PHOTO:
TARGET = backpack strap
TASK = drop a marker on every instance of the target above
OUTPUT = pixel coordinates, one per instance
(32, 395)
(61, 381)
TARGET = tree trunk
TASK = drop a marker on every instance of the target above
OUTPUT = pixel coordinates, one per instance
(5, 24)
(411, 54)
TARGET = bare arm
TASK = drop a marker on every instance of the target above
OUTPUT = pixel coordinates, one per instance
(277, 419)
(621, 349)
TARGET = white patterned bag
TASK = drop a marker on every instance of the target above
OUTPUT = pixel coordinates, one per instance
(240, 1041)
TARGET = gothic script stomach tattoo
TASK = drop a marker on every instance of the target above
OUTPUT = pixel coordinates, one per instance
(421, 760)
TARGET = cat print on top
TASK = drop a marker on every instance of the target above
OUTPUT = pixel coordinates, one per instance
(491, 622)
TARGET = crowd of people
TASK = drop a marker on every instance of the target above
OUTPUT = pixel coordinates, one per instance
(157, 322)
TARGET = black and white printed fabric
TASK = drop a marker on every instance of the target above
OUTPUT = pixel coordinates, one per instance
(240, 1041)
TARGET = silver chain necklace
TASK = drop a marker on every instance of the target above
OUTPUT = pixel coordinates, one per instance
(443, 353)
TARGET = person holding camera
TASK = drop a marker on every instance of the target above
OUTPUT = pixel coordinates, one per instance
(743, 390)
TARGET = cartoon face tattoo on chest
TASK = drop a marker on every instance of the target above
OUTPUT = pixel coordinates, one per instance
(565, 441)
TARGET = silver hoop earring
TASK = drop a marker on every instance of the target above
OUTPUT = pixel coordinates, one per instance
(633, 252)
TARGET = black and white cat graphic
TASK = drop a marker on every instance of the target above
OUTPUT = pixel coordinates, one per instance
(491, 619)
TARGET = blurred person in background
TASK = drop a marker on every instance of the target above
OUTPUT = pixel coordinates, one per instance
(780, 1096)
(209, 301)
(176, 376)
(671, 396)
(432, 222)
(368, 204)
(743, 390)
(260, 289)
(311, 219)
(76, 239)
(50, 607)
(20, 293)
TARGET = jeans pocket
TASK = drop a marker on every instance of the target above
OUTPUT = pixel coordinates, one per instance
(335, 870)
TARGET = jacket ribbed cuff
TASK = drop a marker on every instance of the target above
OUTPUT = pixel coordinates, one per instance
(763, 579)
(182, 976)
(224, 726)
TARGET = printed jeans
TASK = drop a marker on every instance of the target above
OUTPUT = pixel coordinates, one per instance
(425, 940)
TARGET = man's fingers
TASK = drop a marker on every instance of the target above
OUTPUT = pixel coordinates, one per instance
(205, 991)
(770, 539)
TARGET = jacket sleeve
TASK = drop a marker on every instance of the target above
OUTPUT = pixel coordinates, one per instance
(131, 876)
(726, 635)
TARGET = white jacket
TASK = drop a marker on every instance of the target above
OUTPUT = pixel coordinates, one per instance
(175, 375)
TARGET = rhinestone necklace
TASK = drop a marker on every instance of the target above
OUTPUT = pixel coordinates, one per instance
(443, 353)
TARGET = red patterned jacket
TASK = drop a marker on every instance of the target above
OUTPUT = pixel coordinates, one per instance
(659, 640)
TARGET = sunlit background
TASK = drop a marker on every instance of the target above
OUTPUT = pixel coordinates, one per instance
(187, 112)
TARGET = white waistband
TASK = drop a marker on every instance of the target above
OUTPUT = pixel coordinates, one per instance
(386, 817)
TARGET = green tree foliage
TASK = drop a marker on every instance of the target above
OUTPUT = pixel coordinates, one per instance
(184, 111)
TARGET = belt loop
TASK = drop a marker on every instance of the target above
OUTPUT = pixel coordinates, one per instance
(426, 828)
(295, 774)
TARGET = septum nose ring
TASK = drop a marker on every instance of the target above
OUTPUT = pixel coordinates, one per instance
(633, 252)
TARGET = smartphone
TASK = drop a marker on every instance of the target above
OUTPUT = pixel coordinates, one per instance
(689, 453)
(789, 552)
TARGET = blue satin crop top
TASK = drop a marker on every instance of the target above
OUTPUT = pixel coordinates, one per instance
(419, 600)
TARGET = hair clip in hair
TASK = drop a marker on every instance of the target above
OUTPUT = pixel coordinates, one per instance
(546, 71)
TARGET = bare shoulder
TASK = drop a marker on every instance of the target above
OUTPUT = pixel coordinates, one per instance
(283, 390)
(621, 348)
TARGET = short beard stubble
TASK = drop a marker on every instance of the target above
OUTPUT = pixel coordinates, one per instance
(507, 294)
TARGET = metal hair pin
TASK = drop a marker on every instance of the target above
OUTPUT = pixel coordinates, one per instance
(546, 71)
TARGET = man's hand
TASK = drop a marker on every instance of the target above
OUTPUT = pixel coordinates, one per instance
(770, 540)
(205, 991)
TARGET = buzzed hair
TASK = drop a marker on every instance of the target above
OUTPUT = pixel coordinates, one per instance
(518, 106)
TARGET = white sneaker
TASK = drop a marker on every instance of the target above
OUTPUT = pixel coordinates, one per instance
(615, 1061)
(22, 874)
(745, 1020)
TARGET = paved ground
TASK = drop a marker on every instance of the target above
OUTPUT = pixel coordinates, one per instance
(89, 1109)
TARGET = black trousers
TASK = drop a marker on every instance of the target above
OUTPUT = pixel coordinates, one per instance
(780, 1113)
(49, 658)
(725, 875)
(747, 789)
= = = = = = =
• [Direction]:
Write out the entries from the line with "TARGET = black trousers" up to and including the last line of the entries, keeping every line exactly as it appears.

• [Answer to the exercise]:
TARGET = black trousers
TASK = drop a marker on every instance of the target above
OUTPUT = pixel coordinates, one per instance
(780, 1113)
(49, 658)
(725, 875)
(747, 789)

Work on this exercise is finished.